BEGIN Given records
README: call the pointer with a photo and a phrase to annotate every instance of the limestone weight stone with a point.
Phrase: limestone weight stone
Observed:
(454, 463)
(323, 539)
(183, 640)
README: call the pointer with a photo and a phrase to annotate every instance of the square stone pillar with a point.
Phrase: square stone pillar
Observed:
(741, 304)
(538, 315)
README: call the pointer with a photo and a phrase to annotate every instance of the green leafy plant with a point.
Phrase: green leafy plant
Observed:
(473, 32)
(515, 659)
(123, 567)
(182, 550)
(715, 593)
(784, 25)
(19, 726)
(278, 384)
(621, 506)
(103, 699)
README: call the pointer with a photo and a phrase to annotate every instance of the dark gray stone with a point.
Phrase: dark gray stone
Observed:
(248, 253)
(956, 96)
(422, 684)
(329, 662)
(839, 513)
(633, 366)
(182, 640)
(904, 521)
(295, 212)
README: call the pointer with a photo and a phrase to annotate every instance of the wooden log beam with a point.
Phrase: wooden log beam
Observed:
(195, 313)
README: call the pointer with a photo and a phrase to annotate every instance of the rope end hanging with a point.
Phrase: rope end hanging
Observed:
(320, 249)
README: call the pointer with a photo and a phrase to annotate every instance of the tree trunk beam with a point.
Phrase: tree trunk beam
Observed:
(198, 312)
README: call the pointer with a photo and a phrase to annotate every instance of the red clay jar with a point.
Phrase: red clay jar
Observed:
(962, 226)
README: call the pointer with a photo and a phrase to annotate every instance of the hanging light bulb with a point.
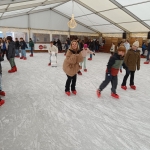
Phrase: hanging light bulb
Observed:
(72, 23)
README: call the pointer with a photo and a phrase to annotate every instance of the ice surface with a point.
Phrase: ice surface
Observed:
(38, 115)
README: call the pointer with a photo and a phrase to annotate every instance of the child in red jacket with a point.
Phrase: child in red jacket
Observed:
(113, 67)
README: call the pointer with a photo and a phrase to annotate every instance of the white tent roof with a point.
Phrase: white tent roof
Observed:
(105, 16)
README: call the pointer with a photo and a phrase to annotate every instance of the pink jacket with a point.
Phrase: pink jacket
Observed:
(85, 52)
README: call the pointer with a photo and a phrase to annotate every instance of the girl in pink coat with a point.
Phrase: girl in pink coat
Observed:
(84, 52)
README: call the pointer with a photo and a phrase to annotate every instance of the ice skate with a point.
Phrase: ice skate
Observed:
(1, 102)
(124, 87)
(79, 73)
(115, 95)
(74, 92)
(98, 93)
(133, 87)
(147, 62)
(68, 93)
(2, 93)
END Given records
BEGIN Given records
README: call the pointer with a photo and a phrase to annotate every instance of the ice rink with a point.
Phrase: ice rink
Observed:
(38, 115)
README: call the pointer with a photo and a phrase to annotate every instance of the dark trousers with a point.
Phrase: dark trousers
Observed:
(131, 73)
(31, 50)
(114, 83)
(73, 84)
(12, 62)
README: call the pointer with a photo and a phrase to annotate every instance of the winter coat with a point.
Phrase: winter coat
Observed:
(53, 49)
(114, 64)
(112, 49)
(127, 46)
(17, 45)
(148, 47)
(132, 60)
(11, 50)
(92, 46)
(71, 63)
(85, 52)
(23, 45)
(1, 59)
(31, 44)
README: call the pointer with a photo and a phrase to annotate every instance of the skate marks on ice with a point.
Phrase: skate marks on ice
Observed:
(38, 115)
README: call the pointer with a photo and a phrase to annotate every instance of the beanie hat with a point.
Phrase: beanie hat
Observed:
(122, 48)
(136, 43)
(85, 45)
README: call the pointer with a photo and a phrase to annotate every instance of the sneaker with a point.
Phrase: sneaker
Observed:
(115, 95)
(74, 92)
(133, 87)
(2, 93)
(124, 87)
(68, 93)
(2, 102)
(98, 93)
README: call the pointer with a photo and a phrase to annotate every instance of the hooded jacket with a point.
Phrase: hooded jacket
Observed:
END Given records
- About this task -
A single figure is required: the number of lines above in which the string "coat" appears.

- Task response -
4